[start of Available records]
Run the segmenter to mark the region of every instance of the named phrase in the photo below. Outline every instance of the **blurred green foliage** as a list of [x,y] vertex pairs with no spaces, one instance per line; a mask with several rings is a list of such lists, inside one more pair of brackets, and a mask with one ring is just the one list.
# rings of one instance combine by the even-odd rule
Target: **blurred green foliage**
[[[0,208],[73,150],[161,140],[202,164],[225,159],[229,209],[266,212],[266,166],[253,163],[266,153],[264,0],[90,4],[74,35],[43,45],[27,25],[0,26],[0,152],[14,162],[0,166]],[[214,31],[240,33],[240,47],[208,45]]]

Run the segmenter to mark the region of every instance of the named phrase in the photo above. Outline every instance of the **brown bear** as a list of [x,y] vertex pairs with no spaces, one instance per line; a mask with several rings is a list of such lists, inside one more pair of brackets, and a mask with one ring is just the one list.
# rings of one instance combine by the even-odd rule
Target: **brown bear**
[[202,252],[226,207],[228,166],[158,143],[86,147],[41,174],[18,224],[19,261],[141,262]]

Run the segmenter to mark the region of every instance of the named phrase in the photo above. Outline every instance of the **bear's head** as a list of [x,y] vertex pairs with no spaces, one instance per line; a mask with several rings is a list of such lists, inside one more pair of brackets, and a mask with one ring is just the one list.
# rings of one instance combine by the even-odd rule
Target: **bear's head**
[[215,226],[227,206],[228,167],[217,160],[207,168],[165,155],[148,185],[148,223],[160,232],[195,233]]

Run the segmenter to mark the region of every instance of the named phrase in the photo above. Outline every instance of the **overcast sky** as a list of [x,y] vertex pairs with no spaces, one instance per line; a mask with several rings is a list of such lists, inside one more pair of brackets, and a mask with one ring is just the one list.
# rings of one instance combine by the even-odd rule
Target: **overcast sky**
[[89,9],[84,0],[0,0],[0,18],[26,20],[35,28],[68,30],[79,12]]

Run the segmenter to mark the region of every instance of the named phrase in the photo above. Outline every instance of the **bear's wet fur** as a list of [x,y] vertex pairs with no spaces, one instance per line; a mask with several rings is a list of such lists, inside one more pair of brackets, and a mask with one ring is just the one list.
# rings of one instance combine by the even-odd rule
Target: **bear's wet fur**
[end of Available records]
== Do this ==
Rewrite the material from the line with "of the **overcast" to the line with "[[89,9],[84,0],[0,0],[0,18],[26,20],[35,28],[68,30],[79,12]]", changing "overcast sky" to "cloudy sky" and leaving everything else the same.

== Output of the exercise ==
Run the segmenter to mark the region of every instance of the named phrase in the photo above. Outline every instance of the **cloudy sky** as a list of [x,y] vertex pairs with no spaces, one instance per line; a mask with several rings is a list of such lists, inside one more pair of brackets, and a mask with one ring is just the one list.
# rings of one instance combine by the even-odd rule
Target: **cloudy sky**
[[89,9],[84,0],[0,0],[0,18],[26,20],[35,28],[68,30],[79,12]]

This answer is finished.